INSTRUCTIONS FOR THE TASK:
Copy out each line below that contains the word "lying".

[Point-based annotation data]
——————————

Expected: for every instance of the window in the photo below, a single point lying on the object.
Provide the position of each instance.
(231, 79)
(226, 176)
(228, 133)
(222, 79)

——————————

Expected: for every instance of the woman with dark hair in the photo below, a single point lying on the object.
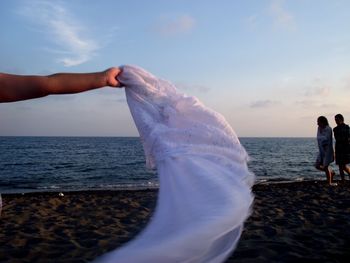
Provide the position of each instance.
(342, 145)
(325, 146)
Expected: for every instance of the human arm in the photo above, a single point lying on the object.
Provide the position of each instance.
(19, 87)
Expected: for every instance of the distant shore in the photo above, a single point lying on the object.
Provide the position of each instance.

——————————

ANSWER FOR THE TASK:
Expected: for every instance of the window in the photo below, a single point lying on the object.
Expected: for every instance of the woman with dark hair in the photo below, a single point lying on the object.
Expected: for every instance of the human arm in the photo above, a single point lying on the object.
Expected: for every instance of the distant shore in the photo above, a single point lying on the object.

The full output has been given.